Consigne 1 ::
Selon l’extrait, en quelle année se déroule le film qu’il présente ?
Consigne 2 ::
Pour chacune des affirmations suivantes, répondez par oui ou par non selon qu’elle est conforme à l’extrait, en citant les mots qui en décident. (a) Le film a été bien accueilli par la critique et par le public. (b) Dans le film, la révolte gagne l’ensemble des élèves de la classe. (c) La durée indiquée pour le film est de 128 minutes.

Ce film, enlevé, dramatique mais réjouissant, se déroule en 1959, bien avant la révolte estudiantine de 1968 qui a aussi commencé en France autour d’une revendication de mixité. Mais ici, la révolte ne touchera que la moitié des élèves d’une classe et tout rentrera, pour cette fois, dans l’ordre. Avec cependant de graves dégâts...

Sorti à une époque de forte contestation de l’enseignement traditionnel, le film a reçu un bon accueil auprès de la critique et du public.

Le Cercle des poètes disparus

 

1 - Le Cercle des poètes disparus (Dead Poets Society), Réalisation : Peter Weir, Scénario : Tom Schulman, Musique originale : Maurice Jarre, États-Unis, 128 mn, 1989, ressorti en 2004



15 réactions


  • howahkan 19 janvier 2017 10:13

    Salut..merci

    juste une précision carpe diem veut dire « saisir le jour » et pas du tout profitez du moment...


    • rogal 19 janvier 2017 11:07

      C’est vrai, howahkan, mais « saisis (et non saisir) le jour » veut dire « profite du moment ». Vale.


    • howahkan 19 janvier 2017 11:31

      @rogal

      salut exact pour saisis au lieu de saisir..

Données fournies ::

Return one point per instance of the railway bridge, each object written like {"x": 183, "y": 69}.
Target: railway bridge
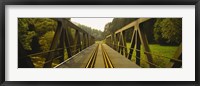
{"x": 83, "y": 52}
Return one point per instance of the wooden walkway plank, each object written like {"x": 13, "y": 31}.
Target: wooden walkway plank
{"x": 79, "y": 60}
{"x": 99, "y": 60}
{"x": 118, "y": 60}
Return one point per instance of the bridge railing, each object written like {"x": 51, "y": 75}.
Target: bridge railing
{"x": 64, "y": 40}
{"x": 118, "y": 42}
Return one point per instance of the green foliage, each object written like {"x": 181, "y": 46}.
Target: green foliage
{"x": 46, "y": 40}
{"x": 41, "y": 28}
{"x": 168, "y": 31}
{"x": 117, "y": 24}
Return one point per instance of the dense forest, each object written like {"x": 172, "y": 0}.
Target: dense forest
{"x": 36, "y": 35}
{"x": 94, "y": 32}
{"x": 164, "y": 31}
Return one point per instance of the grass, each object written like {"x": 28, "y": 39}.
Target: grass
{"x": 160, "y": 55}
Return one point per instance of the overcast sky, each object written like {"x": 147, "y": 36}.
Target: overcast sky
{"x": 94, "y": 23}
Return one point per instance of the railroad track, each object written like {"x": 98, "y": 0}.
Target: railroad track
{"x": 92, "y": 59}
{"x": 106, "y": 59}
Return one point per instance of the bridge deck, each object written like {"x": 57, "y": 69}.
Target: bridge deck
{"x": 81, "y": 59}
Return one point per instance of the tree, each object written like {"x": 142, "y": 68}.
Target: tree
{"x": 168, "y": 31}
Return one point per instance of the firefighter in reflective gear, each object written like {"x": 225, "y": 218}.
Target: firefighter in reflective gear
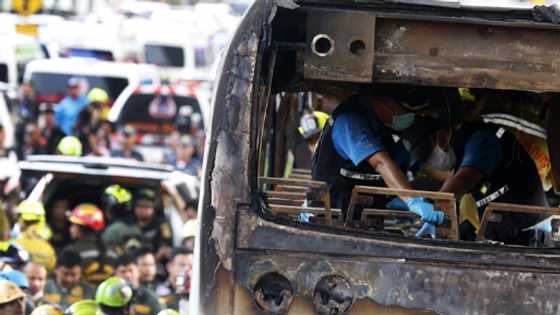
{"x": 189, "y": 233}
{"x": 364, "y": 144}
{"x": 87, "y": 222}
{"x": 116, "y": 202}
{"x": 113, "y": 296}
{"x": 47, "y": 310}
{"x": 12, "y": 256}
{"x": 100, "y": 99}
{"x": 494, "y": 167}
{"x": 39, "y": 249}
{"x": 70, "y": 146}
{"x": 144, "y": 227}
{"x": 12, "y": 299}
{"x": 31, "y": 213}
{"x": 310, "y": 127}
{"x": 84, "y": 307}
{"x": 20, "y": 279}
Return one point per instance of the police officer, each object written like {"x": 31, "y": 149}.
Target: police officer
{"x": 87, "y": 222}
{"x": 144, "y": 302}
{"x": 310, "y": 127}
{"x": 113, "y": 297}
{"x": 116, "y": 202}
{"x": 175, "y": 291}
{"x": 37, "y": 276}
{"x": 12, "y": 299}
{"x": 359, "y": 147}
{"x": 145, "y": 225}
{"x": 67, "y": 286}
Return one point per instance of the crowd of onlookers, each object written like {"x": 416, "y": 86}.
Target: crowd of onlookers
{"x": 68, "y": 259}
{"x": 83, "y": 116}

Réponse attendue 1 ::
En 1959.

Réponse attendue 2 ::
(a) Oui : « le film a reçu un bon accueil auprès de la critique et du public ».
(b) Non : « la révolte ne touchera que la moitié des élèves d’une classe ».
(c) Oui : « 128 mn ».